- **Tugas Tertulis**
a - Kutiplah dengan tepat bagian kutipan sumber dari "Namun berbeda halnya" sampai "diatas kepentingan pribadi.".
b - Dalam kutipan sumber tentang sila keempat Pancasila, apa definisi korupsi menurut Revida (2003)?
c - Teruskan tulisan tentang sila keempat Pancasila dan korupsi, dimulai setelah kalimat terakhir yang tercantum.

Demikian juga dengan Sila kerakyatan yang dipimpin oleh hikmat kebijaksaan dalam permusyawaratan /perwakilan yang bermakna bahwa bangsa Indonesia menganut sistem demokrasi (Astuti, 2012). Namun ada satu hal yang membedakan demokrasi di Indonesia dengan Demokrasi barat yaitu pada permusyawaratan yang mengacu pada pengambilan keputusan secara bulat. Sedangkan kebijaksaan itu merupakan suatu prinsip bahwa yang diputuskan memang bermanfaat bagi kepentingan rakyat. Oleh karena itu dapat dikatakan bahwa makna yang paling melekat pada sila ke empat adalah nilai – nilai gotong royong dan musyawarah mufakat yang mementingkan kepentingan bersama.
Namun berbeda halnya dengan beberapa wakil rakyat yang dipilih langsung oleh rakyat yang belum bisa sepenuhnya mewujudkan apa yang diinginkan oleh rakyat. Bahkan menggunakan uang rakyat untuk kepentingan pribadi yang tentunya merugikan masyarakat itu sendiri. Seperti yang disampaikan oleh Revida (2003) korupsi adalah parasit sosial yang mengganggu pemerintahan dan penghambat pembangunan pada umumnya. Bagaimana tidak, uang yang seharusnya digunakan untuk pembangunan dan kesejahteraan rakyat habis digunakan untuk kepentingan pribadi. Hal ini tentu tidak sesuai dengan makna nilai – nilai pancasila pada sila keempat yang mengedepankan kepentingan orang banyak diatas kepentingan pribadi.
Korupsi yang sudah dilakukan oleh beberapa pejabat negara tersebut hanya sebagian dari korupsi yang sering terjadi di Indonesia. Sebenarnya efek globalisasi yang menyebabkan masyarakat cenderung lebih mementingkan kepentingan pribadi tersebut bukan hanya terjadi pada pemerintah tapi juga dalam kehidupan masyarakat Indonesia kebanyakan. Seperti yang diceritakan oleh Miss Desiree pada saat kelas Affective Education 21th Century Learning tahun lalu, beliau melakukan percobaan dengan menyebarkan jepitan rambut atau hiasan di sekitar kelas yang beliau ajar dan berharap ada yang mengembalikannya pada kotak lost and found yang ada di sekolah tersebut. Namun hasilnya tidak ada satu pun siswa di kelas tersebut yang mengembalikannya. Hal ini menjadi pekerjaan rumah yang tidak mudah bagi orang tua, guru dan saya sebagai calon guru untuk mengenalkan siswa bahaya korupsi yang berawal dari ketidakjujuran dan mengambil hak milik orang lain secara diam - diam. Ditambah lagi dengan adanya contoh korupsi yang telah dilakukan oleh pejabat neraga terdahulu. Untuk memberikan pemahaman yang lebih mudah kepada siswa tentang korupsi nantinya, perlu ditegaskan bahwa pelaku tindak korupsi harus dihukum berat. Jika tidak, hal ini akan berdampak pada jiwa generasi muda selanjutnya.

- **Informasi yang Diberikan**
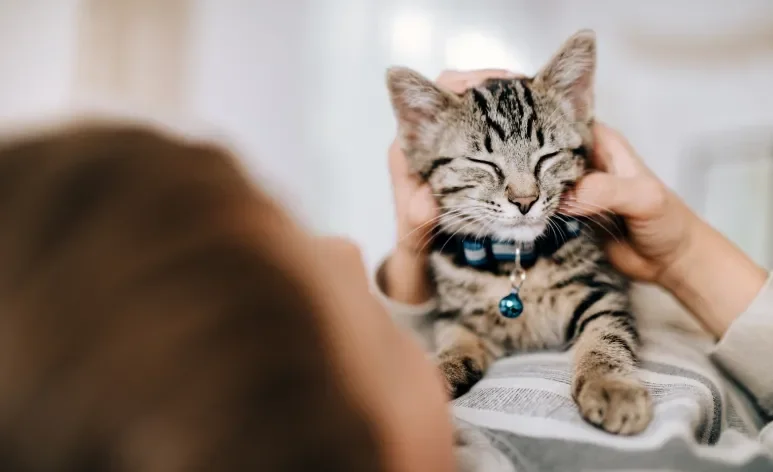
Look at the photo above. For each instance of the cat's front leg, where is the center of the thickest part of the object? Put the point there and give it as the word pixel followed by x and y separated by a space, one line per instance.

- **Jawaban Tertulis**
a -
Namun berbeda halnya dengan beberapa wakil rakyat yang dipilih langsung oleh rakyat yang belum bisa sepenuhnya mewujudkan apa yang diinginkan oleh rakyat. Bahkan menggunakan uang rakyat untuk kepentingan pribadi yang tentunya merugikan masyarakat itu sendiri. Seperti yang disampaikan oleh Revida (2003) korupsi adalah parasit sosial yang mengganggu pemerintahan dan penghambat pembangunan pada umumnya. Bagaimana tidak, uang yang seharusnya digunakan untuk pembangunan dan kesejahteraan rakyat habis digunakan untuk kepentingan pribadi. Hal ini tentu tidak sesuai dengan makna nilai – nilai pancasila pada sila keempat yang mengedepankan kepentingan orang banyak diatas kepentingan pribadi.

b - Korupsi adalah parasit sosial yang mengganggu pemerintahan dan penghambat pembangunan pada umumnya.

c -
Sila keadilan sosial bagi seluruh rakyat Indonesia yang bermakna kemakmuran yang merata bagi rakyat Indonesia yang dinamis dan meningkat. Adanya suatu persamaan dan saling menghargai karya orang lain Astuti (2012) . Berlaku adil terjadi apabila sesorang memberikan dan mendapatkan sesuatu seuai dengan haknya. Sila kelima inilah yang paling sulit untuk diwujudkan oleh pemerintah saat ini. Keadaan geografis Indonesia yang berbentuk kepulauan menyebabkan sulitnya memantau keadaan setiap daerah di Indonesia. Sehingga setiap kebijakan yang dilakukan oleh pemerintah untuk setiap daerah harus dilakukan secara bertahap dan tidak bisa dilakukan secara serentak.  Namun seharusnya pemerintah sudah dapat mengantisipasinya dari dulu dan hal ini bukanlah menjadi alasan utama dalam mewujudkan sila kelima ini.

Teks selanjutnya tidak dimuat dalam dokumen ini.